--- Start GIVEN DATA ---
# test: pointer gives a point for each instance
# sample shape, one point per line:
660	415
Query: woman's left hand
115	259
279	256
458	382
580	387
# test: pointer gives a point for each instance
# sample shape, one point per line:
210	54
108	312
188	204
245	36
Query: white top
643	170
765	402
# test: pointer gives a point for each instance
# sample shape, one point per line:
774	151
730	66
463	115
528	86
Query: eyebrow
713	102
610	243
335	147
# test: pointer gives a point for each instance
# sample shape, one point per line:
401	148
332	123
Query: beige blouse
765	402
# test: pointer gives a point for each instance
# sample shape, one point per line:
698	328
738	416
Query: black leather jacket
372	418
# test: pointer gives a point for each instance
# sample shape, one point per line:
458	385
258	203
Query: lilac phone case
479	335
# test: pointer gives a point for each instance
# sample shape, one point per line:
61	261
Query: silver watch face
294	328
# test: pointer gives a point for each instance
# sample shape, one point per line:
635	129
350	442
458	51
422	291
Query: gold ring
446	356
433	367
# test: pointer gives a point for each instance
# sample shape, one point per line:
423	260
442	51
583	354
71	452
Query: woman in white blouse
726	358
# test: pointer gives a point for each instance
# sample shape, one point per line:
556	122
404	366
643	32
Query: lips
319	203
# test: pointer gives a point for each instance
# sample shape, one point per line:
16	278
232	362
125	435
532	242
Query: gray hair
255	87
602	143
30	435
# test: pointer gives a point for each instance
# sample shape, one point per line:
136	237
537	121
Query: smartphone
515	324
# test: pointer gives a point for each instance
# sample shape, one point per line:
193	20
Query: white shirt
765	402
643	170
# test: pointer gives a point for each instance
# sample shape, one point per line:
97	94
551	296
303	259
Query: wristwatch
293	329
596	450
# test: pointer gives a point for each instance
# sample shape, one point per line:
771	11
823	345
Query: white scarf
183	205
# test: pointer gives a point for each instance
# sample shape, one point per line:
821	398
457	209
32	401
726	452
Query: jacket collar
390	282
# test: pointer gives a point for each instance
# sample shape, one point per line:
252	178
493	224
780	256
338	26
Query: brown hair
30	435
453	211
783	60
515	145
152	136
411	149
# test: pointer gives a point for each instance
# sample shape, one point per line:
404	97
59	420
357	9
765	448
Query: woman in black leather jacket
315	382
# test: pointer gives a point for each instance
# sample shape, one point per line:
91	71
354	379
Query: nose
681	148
--- End GIVEN DATA ---
* _WORK REQUIRED_
Please repeat all the records above exactly as they appear.

* _EXERCISE ANSWER_
# test: pointer gives a point for each instance
# sample shape, one point per line:
660	415
Query: woman's left hand
115	259
279	256
458	382
580	387
# test: pointer gives a point for each instance
# sample shape, one point per line:
210	54
108	312
188	204
245	36
Query: white top
643	170
765	402
# test: pointer gives a point for each instance
# sample shape, one point per line:
774	151
730	66
463	115
528	86
Query: eyebrow
713	102
610	243
335	147
# test: pointer gives a point for each instance
# sample shape, one point per line:
401	148
332	123
Query: beige blouse
765	402
# test: pointer gives a point for each instance
# sample shape, one point per line:
698	328
738	416
Query: black leather jacket
372	418
# test: pointer gives a point for each instance
# sample shape, one point per line:
458	385
258	203
Query: lilac phone case
479	335
# test: pointer gives a point for each instance
# sample shape, one point per line:
61	261
Query: silver watch face
294	328
# test: pointer gives a point for each instance
# sample shape, one point per line:
635	129
350	442
458	51
422	291
Query: gold ring
446	356
433	367
# test: pointer gives a point for each instance
# sample shape, one point per line:
423	260
442	51
583	354
71	452
Query: woman in white blouse
726	358
# test: pointer gives a point for each instance
# sample shape, one point per line:
556	122
404	366
643	32
Query: lips
319	203
# test: pointer gives a point for each instance
# sample shape, one point per line:
16	278
232	362
125	435
532	242
Query: gray hair
255	87
602	143
30	435
# test: pointer gives a point for each instance
# sample shape, one point per line:
136	237
537	121
Query: smartphone
515	324
# test: pointer gives a point for each instance
# sample shape, one point per line:
193	20
Query: white shirt
765	402
643	170
# test: pointer gives a point for each instance
# sample shape, one point per line:
97	94
551	296
303	259
Query: wristwatch
293	329
596	450
# test: pointer gives a point for each instance
# sample shape, one point per line:
771	11
823	345
Query: white scarf
183	205
# test: pointer gives a point for each instance
# sample shape, one point per line:
821	398
457	209
32	401
726	452
Query: jacket collar
390	282
# test: pointer gives a point for each instance
# sample shape, one point per line:
252	178
493	224
780	256
338	26
Query: brown hair
30	435
453	211
783	60
515	145
152	136
411	149
# test: pointer gives a point for each instance
# sample shape, one point per line:
404	97
59	420
357	9
765	448
Query: woman in black leather jacket
315	382
# test: pointer gives a point for each instance
# sample shape, one point per line:
91	71
354	379
Query: nose
681	148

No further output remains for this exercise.